> Extract provided:
People with half a clue, that had the ability to grow into a good all-round engineer, might not have wanted these jobs, even if they still existed locally and were interested in joining the industry, because they had turned into being verbal punchbags for the rude and technically challenged. (This had already started to some extent in the mid-90s.)

Obviously, the people in these roles by the 2000s weren’t on a fast track to network engineering careers, they were call-centre staff.

My second theory is that vendor specific certification caused a silo mentality to develop. As the all-round apprenticeship of helpdesk work evaporated, did people look to certification to help them get jobs and progress their careers? I suspect this is the case, as there was a growth in the number of various certifications being offered by networking equipment vendors.

This isn’t a criticism of vendor certification per se, it has it’s place when it’s put in the context of a network engineer’s general knowledge. But, when the vendor certification is the majority of that engineer’s knowledge, what this leaves is a person who is good on paper, but can’t cope with being taken off the map, and tends to have difficulty with heterogeneous networking environments.

The other problem sometimes encountered is that people have done enough training to understand the theory, but they haven’t been exposed to enough real-world examples to get their head around the practice. Some have been taught the network equivalent how to fly the equivalent of a Boeing 747 or Airbus A380 on it’s extensive automation without understanding the basics (and fun) of flying stick-and-rudder in a little Cessna.

They haven’t got the experience that being in a “learning on the job” environment brings, and can’t always rationalise why things didn’t work out the way they expected.

The third theory is that there was a divergence of the network from the systems attached to it. During the 2000s, it started to become too much work for the same guys to know everything, and so where there used to be a group of all-rounders, there ended up being “server guys” and “network guys”. The network guys often didn’t know how to write scripts or understand basic system administration.

Finally, it seems we made networking about as glamorous as plumbing. Young folk wanted to go where the cool stuff is, and so fell into Web 2.0 companies and app development, rather than following a career in unblocking virtual drainpipes.

How do we fix it?

There’s no mistaking that this needs to be fixed. The network needs good all-round engineers to be able to deliver what’s going to be asked of it in the coming years.

People wonder why technologies such as IPv6, RPKI and DNSSEC are slow to deploy. I strongly believe that this skills gap is just one reason.

We’ve all heard the term “DevOps”, and whether or not we like it – it can provoke holy-wars, this is an embodiment of the well-rounded skill set that a lot of network operators are now looking for.

Convergence of the network and server environment is growing too. I know Software Defined Networking is often used as a buzzword, but there’s a growing need for people that can understand the interactions, and be able to apply their knowledge to the software-based tools which will be at the heart of such network deployments.

There’s no silver bullet though.

Back in the 2000s, my former employer, LINX, became so concerned about the lack of good network engineering talent, and woeful vendor specific training, that it launched the LINX Accredited Internet Technician programme, working with a training partner to build and deliver a series of platform-agnostic courses which built good all-round Network Engineering skills and how to apply these in the field. These courses are still delivered today through the training partner (SNT), while the syllabus is reviewed and updated to ensure it’s continuing relevance.

> Actions to take:
**1.** Please put this sentence from the piece on the network engineering skills gap into Spanish: "Convergence of the network and server environment is growing too."
**2.** Carry the piece on the network engineering skills gap forward from its last sentence.

> Supplied records:

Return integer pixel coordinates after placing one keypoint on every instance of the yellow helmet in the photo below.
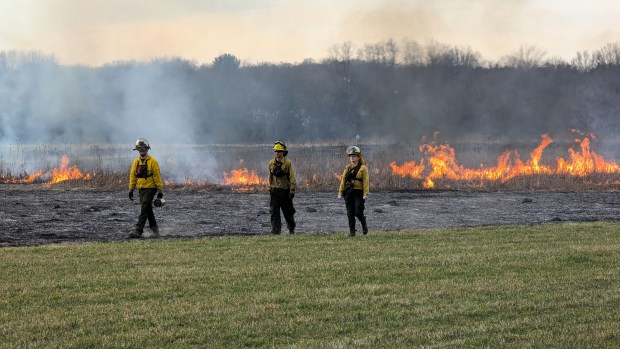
(279, 146)
(142, 143)
(353, 150)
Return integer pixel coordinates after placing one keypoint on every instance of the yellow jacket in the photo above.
(361, 182)
(283, 182)
(152, 181)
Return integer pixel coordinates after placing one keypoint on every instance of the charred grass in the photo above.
(522, 286)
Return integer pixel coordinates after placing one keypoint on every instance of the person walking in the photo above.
(281, 189)
(144, 175)
(354, 187)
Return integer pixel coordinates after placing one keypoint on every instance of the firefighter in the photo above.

> Outputs in order:
**1.** La convergencia de la red y del entorno de servidores también está creciendo.

**2.**
IPv6 pioneers HE.net offer a number of online courses in programming languages which are useful to the Network Engineer, in addition to their IPv6 certification programme.

There is also an effort called OpsSchool, which is building a comprehensive syllabus of things Operations Engineers need to know – trying to replicated the solid grounding in technology and techniques that would previously be picked up on the job while working in a helpdesk role, but for the current environment.

We’ve also got attempts to build the inquisitiveness in younger people with projects such as the Raspberry Pi, while venues such as hackspaces and “hacker camps” such as OHM, CCC and EMF exist as venues to exchange knowledge with like-minded folk and maybe learn something new.

We will need to cut our existing network and systems people a bit of slack, and let them embark on their own learning curves to fill the gaps in their knowledge, recognise that their job has changed around them, and make sure they are properly supported.

The fact is that we’re likely to be in this position for a few years yet…

Why a little thing called BCP38 should be followed

A couple of weeks ago, there was a DDoS attack billed as “the biggest attack to date” which nearly broke the Internet (even if that hasn’t been proved).

If you’ve been holidaying in splendid isolation, an anti-spam group and a Dutch hosting outfit had a fallout, resulting in some cyber-floods, catching hosting provider CloudFlare in the middle.

The mode of the attack was such that it used two vulnerabilities in systems attached to the internet:

  • Open DNS Resolvers – “directory” servers which were poorly managed, and would answer any query directed to it, regardless of it’s origin.
    • Ordinarily, a properly configured DNS resolver will only answer queries for it’s defined subscriber base.
  • The ability of a system to send traffic to the internet with an IP address other than the one configured.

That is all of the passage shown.